Among the entries that follow, find the lines containing the string "white" and copy them.

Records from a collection

■ ■ ■

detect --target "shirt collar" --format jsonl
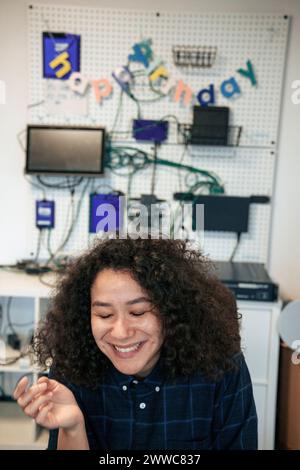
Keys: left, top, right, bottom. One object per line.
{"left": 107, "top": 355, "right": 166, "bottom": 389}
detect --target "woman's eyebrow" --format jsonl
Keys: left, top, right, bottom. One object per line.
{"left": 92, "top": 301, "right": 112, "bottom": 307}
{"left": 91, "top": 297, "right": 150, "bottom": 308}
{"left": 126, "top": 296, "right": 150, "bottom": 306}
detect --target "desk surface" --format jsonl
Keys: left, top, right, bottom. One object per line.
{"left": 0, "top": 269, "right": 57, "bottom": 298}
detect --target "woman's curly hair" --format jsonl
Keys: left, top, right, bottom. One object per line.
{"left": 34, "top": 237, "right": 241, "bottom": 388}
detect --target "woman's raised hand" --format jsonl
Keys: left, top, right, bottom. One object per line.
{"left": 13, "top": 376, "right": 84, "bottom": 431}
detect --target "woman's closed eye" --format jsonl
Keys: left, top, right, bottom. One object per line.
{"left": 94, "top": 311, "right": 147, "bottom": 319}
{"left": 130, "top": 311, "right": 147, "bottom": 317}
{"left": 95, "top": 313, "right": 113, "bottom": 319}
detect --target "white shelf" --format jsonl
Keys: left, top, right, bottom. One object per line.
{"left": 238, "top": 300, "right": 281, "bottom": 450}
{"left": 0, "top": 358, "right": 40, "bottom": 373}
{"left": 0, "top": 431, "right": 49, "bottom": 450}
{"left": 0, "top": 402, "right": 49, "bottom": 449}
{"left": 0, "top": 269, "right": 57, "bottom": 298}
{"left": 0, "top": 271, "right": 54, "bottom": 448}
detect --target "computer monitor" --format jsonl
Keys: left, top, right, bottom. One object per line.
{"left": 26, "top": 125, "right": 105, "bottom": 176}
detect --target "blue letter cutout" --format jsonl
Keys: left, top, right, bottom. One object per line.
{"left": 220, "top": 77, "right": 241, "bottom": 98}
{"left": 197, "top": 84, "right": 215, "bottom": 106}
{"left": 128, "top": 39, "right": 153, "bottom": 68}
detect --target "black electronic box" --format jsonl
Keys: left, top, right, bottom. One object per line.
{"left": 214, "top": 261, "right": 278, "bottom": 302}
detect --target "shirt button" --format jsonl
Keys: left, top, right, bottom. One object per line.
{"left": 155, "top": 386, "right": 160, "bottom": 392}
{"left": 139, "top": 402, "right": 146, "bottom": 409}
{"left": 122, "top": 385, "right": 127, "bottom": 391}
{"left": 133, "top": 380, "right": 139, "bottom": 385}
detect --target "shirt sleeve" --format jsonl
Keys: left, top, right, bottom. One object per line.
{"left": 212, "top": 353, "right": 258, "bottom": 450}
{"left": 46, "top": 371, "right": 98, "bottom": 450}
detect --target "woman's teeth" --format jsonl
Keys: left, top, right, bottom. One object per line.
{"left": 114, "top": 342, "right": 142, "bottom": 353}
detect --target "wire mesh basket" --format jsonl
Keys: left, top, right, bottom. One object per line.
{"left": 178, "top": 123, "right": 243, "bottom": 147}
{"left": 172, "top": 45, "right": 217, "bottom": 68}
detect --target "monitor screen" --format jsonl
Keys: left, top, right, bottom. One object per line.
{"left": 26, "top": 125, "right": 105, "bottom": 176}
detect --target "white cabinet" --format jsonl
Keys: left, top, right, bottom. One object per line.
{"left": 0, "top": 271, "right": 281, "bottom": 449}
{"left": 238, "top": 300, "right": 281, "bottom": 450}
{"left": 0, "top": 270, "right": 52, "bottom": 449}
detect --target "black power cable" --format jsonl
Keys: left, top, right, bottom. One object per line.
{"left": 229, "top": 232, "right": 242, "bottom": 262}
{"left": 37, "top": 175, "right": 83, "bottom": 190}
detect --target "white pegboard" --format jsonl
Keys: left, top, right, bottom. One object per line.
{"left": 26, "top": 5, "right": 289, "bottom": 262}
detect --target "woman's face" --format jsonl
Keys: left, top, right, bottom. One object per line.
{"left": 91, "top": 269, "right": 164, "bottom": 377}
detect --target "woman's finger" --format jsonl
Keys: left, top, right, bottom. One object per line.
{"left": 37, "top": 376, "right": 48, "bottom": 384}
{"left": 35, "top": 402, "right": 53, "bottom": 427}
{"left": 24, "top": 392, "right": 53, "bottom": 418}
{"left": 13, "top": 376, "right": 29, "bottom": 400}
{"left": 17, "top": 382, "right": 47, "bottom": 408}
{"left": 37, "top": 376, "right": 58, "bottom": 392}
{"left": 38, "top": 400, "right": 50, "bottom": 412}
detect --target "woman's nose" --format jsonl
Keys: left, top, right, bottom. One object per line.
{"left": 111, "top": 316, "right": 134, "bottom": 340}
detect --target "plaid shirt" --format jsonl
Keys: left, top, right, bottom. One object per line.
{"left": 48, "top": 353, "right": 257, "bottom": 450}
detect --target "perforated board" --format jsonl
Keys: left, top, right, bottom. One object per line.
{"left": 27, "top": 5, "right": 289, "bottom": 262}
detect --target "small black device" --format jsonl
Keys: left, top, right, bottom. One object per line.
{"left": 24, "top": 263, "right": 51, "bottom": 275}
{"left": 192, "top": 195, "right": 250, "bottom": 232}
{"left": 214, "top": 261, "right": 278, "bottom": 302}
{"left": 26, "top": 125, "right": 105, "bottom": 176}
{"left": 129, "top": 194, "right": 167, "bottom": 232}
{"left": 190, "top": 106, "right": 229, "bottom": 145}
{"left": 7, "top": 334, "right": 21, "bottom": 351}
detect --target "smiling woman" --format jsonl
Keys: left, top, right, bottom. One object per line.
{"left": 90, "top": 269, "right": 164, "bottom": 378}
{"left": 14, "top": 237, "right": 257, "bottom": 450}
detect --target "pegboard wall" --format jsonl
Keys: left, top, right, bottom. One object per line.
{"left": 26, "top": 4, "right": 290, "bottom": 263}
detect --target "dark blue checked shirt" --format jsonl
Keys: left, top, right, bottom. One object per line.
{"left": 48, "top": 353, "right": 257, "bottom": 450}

■ ■ ■

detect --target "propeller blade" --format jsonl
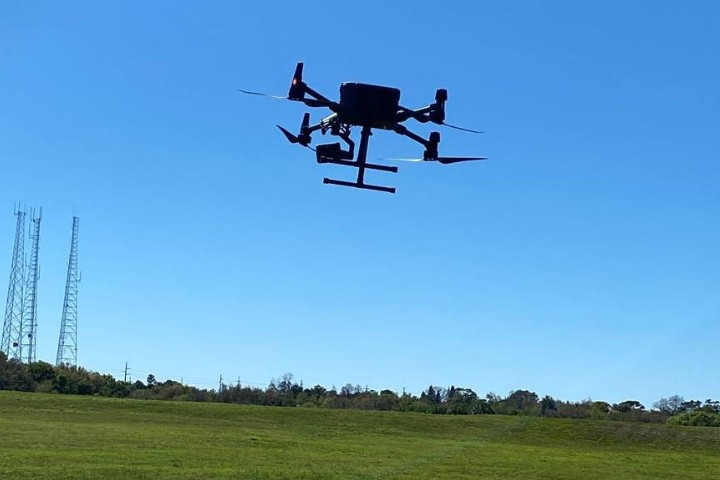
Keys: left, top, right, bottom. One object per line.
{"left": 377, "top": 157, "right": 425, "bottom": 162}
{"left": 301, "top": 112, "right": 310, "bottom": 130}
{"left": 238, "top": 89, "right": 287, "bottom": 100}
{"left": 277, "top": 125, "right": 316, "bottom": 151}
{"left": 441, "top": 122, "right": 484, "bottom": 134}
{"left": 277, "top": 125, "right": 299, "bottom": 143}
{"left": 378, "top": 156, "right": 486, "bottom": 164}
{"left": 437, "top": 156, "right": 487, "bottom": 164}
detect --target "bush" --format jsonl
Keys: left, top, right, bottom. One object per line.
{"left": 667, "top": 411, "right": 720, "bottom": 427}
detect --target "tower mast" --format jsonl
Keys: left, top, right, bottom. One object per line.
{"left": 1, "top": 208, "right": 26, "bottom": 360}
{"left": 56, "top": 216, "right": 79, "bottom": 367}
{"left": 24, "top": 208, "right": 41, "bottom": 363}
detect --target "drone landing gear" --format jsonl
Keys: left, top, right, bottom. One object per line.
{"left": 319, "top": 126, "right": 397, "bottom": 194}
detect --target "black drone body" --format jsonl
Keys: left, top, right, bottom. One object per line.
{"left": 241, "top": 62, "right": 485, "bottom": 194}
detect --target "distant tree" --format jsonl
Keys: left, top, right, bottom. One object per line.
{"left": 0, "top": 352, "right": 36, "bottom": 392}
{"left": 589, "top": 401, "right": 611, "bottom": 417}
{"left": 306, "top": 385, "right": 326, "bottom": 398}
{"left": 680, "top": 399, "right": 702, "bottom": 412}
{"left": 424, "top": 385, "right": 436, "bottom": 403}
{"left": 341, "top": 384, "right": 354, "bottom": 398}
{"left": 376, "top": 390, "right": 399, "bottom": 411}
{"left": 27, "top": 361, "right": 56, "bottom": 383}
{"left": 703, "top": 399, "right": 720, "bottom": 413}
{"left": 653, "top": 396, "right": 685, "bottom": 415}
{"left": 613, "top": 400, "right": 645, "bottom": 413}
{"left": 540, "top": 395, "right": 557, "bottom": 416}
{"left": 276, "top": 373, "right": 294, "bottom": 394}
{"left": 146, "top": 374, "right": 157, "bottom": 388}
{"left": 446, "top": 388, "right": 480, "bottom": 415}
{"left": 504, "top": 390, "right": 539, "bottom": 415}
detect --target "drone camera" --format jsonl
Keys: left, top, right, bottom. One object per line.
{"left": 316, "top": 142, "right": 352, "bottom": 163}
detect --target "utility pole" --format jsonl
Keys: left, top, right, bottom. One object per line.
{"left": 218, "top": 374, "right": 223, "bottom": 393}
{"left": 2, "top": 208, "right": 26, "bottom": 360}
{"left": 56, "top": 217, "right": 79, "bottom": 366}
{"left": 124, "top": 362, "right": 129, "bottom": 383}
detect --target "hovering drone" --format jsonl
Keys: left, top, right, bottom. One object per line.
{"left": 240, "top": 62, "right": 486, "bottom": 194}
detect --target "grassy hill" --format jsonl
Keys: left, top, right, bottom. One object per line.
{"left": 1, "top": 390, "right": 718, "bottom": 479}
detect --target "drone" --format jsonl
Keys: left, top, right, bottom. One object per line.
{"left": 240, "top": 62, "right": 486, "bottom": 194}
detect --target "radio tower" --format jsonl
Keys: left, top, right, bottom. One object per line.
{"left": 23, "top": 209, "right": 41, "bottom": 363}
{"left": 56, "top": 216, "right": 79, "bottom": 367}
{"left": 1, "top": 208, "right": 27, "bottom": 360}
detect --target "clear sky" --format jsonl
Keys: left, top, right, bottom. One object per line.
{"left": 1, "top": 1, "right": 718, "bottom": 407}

■ ■ ■

EXPECTED OUTPUT:
detect --target "white shelf" --format jsonl
detect --target "white cabinet" --format jsonl
detect --target "white pegboard" --format jsonl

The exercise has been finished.